■ Selected extract
Table 1.
Single-matrix models underestimate the level of compositional heterogeneity and overestimate the site-specific biochemical diversity of the informational gene alignments.
Figure 1.
Unrooted phylogeny of RNAP2 based on Bayesian analysis of 80 sequences of 272 amino acid positions performed with PhyloBayes under the CAT60 model.
Detailed parameters are given in the Materials and Methods section. Assuming that the root of the tree lies outside the viruses and eukaryotes, the NCLDV sequences (red) are not monophyletic but form three groups, one branch located between the archaeal (green) and the eukaryotic (blue) sequences, one branch emerging from within the eukaryotes, and one branch comprising the Emiliana huxleyi virus. Bacterial sequences are shown in purple, and metagenomic sequences of unknown organismal origin are shown in black. Branch support shown represents posterior probabilities, bar represents 0.3 substitutions per site.
Figure 2.

■ Point-per-instance localization data

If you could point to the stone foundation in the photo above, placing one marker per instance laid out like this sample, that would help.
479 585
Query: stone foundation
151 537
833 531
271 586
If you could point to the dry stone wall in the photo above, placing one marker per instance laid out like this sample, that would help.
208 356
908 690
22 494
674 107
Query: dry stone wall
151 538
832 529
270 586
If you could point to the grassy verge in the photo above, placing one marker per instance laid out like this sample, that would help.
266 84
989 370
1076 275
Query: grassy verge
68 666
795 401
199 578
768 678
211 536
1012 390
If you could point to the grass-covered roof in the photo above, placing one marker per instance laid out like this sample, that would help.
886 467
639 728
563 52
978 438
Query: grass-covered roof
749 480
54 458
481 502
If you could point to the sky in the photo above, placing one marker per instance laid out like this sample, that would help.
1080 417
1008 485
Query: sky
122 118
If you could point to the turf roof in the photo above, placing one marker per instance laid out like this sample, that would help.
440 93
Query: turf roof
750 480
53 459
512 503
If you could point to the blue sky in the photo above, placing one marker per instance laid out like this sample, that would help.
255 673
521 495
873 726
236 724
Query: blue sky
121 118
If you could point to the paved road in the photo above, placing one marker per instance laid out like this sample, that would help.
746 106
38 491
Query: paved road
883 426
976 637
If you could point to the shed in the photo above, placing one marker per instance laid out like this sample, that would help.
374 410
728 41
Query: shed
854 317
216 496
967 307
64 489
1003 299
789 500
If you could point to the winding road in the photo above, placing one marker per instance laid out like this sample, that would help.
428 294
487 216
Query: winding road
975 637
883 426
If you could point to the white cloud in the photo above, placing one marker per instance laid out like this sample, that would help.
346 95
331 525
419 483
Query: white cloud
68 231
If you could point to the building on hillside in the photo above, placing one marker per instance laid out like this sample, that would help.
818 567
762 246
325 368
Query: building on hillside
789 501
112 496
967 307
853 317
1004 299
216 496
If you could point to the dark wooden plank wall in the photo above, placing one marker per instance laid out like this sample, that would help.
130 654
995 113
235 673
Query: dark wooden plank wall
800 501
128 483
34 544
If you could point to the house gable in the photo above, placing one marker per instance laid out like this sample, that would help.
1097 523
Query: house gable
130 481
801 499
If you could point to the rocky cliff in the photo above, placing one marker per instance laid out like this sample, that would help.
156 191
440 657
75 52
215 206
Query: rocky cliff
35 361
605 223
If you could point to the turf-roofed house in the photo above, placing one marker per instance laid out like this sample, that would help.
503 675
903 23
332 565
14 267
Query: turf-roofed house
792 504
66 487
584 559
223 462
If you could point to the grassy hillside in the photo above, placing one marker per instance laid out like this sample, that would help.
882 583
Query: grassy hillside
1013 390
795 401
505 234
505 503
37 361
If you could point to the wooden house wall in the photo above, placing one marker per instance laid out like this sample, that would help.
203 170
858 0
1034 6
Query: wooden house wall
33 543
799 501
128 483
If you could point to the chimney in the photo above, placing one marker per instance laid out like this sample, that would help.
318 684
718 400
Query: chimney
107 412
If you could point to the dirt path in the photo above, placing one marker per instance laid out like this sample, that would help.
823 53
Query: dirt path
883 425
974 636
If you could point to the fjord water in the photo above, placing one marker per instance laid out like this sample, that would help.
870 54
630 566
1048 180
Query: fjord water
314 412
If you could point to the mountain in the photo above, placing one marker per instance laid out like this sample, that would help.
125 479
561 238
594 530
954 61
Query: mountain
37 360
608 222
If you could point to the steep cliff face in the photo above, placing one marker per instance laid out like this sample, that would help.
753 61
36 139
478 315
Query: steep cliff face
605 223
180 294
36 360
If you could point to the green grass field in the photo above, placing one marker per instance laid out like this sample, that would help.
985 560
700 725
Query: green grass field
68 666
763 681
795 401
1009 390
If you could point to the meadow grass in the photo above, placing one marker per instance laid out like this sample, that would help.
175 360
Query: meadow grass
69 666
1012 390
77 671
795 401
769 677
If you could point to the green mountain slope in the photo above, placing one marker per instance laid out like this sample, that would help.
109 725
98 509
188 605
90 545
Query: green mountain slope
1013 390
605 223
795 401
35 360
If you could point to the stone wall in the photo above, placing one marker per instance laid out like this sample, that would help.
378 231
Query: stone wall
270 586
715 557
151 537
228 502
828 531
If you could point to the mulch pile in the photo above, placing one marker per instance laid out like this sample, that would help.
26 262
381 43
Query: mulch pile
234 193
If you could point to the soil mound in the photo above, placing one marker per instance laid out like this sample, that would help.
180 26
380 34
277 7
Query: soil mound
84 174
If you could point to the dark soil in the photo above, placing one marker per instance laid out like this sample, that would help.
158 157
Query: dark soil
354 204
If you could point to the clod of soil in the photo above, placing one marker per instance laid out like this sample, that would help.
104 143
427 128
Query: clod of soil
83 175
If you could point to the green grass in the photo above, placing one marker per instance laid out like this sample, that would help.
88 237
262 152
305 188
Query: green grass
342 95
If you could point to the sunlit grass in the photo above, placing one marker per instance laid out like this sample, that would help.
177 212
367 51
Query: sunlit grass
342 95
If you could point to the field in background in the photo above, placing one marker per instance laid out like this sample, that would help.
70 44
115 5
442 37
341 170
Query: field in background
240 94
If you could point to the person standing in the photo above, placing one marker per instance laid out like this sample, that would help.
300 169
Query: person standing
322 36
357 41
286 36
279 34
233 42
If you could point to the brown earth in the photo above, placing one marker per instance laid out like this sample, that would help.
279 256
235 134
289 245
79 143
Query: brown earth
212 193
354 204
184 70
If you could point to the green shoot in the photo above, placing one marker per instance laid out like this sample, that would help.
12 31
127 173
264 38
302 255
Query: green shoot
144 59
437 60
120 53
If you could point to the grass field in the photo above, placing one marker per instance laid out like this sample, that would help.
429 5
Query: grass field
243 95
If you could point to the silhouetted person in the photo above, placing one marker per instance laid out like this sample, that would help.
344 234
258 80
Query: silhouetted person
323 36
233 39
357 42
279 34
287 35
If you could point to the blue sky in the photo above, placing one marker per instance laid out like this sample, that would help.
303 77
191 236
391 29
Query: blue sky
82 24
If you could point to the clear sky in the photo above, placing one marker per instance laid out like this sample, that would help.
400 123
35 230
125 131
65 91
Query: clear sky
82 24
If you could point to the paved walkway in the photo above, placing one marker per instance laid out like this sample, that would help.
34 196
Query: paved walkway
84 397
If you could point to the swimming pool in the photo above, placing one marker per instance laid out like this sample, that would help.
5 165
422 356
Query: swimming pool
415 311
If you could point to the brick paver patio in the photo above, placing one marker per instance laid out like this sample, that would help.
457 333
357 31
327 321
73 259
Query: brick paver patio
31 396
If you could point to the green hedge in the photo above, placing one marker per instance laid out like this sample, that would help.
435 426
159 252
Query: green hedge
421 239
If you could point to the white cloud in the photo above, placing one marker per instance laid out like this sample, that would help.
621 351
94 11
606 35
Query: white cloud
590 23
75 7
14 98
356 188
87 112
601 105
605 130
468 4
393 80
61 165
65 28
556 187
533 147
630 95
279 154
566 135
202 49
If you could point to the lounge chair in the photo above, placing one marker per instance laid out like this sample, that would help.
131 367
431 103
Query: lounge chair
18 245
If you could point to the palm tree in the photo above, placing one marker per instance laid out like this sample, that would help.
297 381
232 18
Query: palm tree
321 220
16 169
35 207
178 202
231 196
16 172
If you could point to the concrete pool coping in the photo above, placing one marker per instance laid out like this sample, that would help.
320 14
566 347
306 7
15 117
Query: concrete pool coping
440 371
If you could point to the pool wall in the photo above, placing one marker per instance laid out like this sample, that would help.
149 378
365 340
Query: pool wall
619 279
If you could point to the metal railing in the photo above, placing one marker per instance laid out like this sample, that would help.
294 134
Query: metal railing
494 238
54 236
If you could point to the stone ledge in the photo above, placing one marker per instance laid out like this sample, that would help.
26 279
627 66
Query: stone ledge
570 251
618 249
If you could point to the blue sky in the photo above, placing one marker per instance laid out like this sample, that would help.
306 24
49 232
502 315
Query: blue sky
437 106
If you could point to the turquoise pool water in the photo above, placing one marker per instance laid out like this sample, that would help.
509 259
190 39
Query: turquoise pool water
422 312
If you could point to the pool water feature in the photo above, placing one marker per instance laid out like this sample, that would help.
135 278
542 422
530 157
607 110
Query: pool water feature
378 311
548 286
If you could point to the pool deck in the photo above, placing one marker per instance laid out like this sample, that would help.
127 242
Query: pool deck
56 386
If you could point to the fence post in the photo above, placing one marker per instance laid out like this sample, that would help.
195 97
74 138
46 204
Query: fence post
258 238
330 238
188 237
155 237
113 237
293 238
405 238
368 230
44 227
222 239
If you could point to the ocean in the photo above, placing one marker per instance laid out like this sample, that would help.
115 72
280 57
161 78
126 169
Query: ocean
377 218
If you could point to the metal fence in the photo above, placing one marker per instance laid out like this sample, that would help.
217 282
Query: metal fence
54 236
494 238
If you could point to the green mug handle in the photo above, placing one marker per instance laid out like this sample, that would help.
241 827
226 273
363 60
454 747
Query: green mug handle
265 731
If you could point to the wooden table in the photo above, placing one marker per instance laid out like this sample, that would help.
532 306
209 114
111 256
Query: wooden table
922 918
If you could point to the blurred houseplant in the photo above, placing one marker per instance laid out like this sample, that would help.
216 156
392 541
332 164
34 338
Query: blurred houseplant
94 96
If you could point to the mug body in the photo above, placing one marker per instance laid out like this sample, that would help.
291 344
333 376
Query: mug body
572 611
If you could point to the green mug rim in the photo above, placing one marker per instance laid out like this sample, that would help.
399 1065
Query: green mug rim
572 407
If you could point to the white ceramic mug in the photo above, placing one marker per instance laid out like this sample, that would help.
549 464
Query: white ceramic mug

■ Apply what you read
- A) Rewrite the paragraph of the phylogeny captions that begins "Detailed parameters are given" as a bulleted list, keeping its main facts.
- B) According to the phylogeny captions, are these statements true? (i) The RNAP2 analysis used 80 sequences of 272 amino acid positions. (ii) The NCLDV sequences form a single monophyletic group. (iii) Bacterial sequences are shown in black. For each, answer yes or no and quote the deciding words.

■ Exercise answers
- A)
- Detailed parameters are in the Materials and Methods section.
- If the root lies outside the viruses and eukaryotes, the NCLDV sequences (red) are not monophyletic. They form three groups:
  - one branch between the archaeal (green) and eukaryotic (blue) sequences
  - one branch emerging from within the eukaryotes
  - one branch comprising the Emiliana huxleyi virus
- Bacterial sequences are purple. Metagenomic sequences of unknown organismal origin are black.
- Branch support is given as posterior probabilities. The bar represents 0.3 substitutions per site.

- B)
(i) Yes: "80 sequences of 272 amino acid positions"
(ii) No: "the NCLDV sequences (red) are not monophyletic but form three groups"
(iii) No: "Bacterial sequences are shown in purple"